WORK TASK.
Could you return, word for word, the part of the Light It Up Blue article below that falls between "2014-03-23T08:00:00Z Shippensburg University" and "World Autism Day.", inclusive?

[[ EXTRACTED TEXT, beginning ]]

Shippensburg University to support World Autism Day

2014-03-23T08:00:00Z Shippensburg University to support World Autism DayThe Sentinel The Sentinel
March 23, 2014 8:00 am  • 

SHIPPENSBURG — Shippensburg University’s Old Main tower will again be bathed in blue Wednesday, April 2, as part of the Light It Up Blue campaign on World Autism Day.

Light It Up Blue, now in its fifth year, is a global initiative to raise awareness about autism, according to the organizing group Autism Speaks. Landmarks around the world will display blue to show their support, the group said.

The university has previously participated in the event.

Autism and autism spectrum disorder are general terms for a group of complex disorders of brain development. These disorders are characterized in varying degrees by difficulties in social interaction, verbal and nonverbal communication, and repetitive behaviors. They include autistic disorder (sometimes referred to as classic autism), Rett syndrome, childhood disintegrative disorder, pervasive developmental disorder-not otherwise specified and Asperger syndrome.

[[ EXTRACTED TEXT, end ]]
[[ RECORDS, beginning ]]

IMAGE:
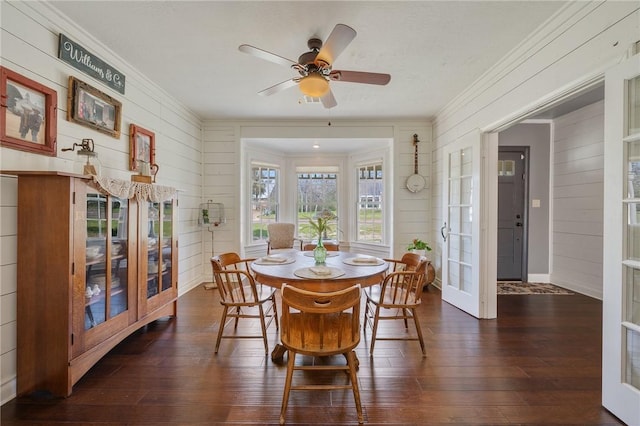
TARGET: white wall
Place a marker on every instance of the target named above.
(29, 47)
(223, 183)
(578, 178)
(571, 50)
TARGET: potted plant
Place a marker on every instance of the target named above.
(320, 225)
(418, 246)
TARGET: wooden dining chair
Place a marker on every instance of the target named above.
(282, 236)
(397, 298)
(321, 324)
(240, 297)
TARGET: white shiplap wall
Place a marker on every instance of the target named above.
(223, 183)
(578, 178)
(571, 50)
(29, 46)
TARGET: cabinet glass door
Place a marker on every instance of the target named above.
(160, 243)
(167, 244)
(105, 259)
(154, 260)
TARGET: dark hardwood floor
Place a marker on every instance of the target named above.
(539, 363)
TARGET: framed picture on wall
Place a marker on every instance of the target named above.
(92, 108)
(29, 120)
(142, 147)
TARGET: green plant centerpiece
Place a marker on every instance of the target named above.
(417, 245)
(321, 225)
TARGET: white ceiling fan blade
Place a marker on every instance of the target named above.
(360, 77)
(279, 87)
(337, 41)
(328, 100)
(267, 56)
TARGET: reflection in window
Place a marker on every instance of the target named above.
(370, 218)
(264, 199)
(317, 196)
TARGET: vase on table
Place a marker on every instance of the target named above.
(320, 252)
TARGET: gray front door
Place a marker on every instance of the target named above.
(512, 219)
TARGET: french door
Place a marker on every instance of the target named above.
(621, 286)
(461, 230)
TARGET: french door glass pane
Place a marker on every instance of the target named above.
(633, 299)
(634, 106)
(631, 290)
(454, 274)
(467, 161)
(633, 169)
(632, 374)
(466, 184)
(465, 278)
(633, 231)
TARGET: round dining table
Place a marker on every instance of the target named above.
(298, 268)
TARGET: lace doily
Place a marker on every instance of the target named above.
(125, 189)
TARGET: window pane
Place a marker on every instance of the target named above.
(317, 196)
(370, 201)
(264, 200)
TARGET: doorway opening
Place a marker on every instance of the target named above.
(513, 206)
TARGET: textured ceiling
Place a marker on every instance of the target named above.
(432, 49)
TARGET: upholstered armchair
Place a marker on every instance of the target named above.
(282, 236)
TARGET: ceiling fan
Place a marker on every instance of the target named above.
(316, 67)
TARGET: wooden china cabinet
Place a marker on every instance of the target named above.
(93, 267)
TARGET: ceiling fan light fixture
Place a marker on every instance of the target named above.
(314, 85)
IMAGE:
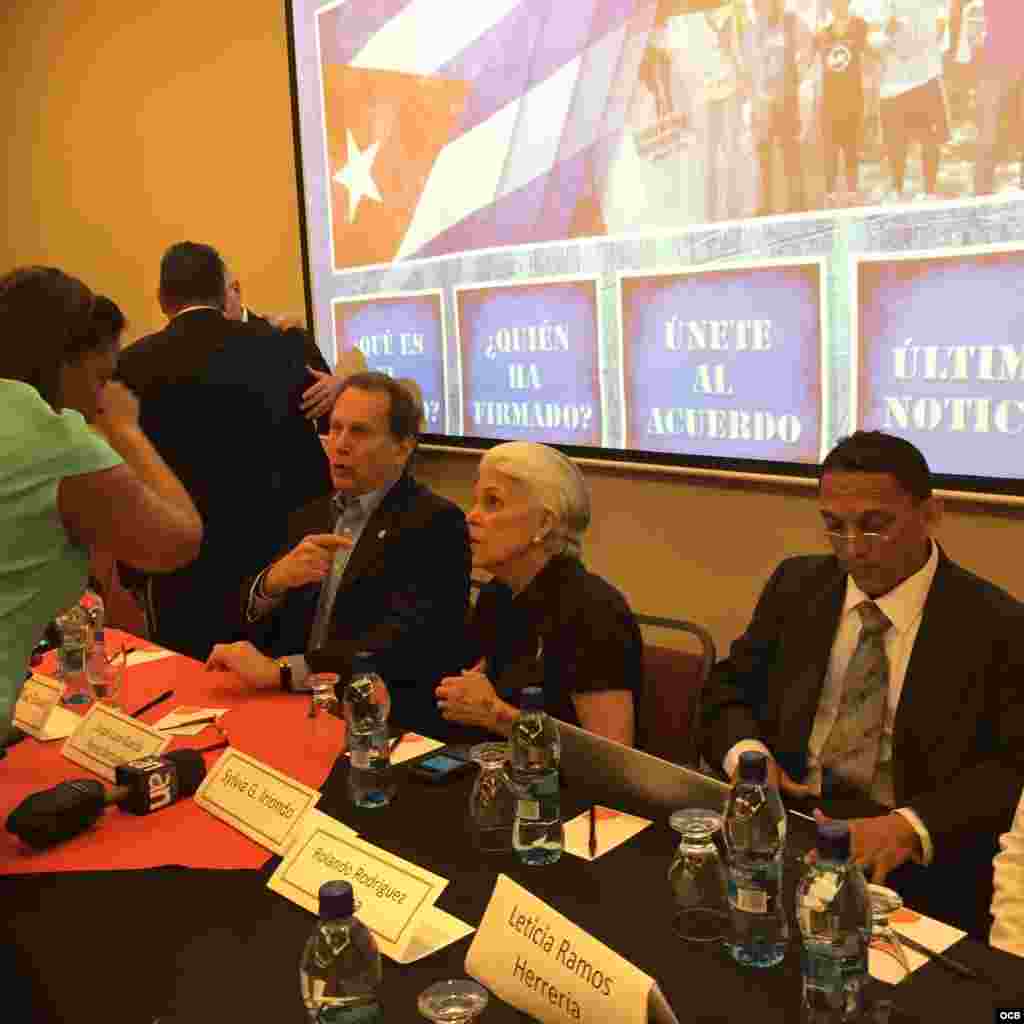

[[ RECORDS, end ]]

RESULT.
2014-03-23T08:00:00Z Shippensburg University to support World Autism DayThe Sentinel The Sentinel
March 23, 2014 8:00 am  • 

SHIPPENSBURG — Shippensburg University’s Old Main tower will again be bathed in blue Wednesday, April 2, as part of the Light It Up Blue campaign on World Autism Day.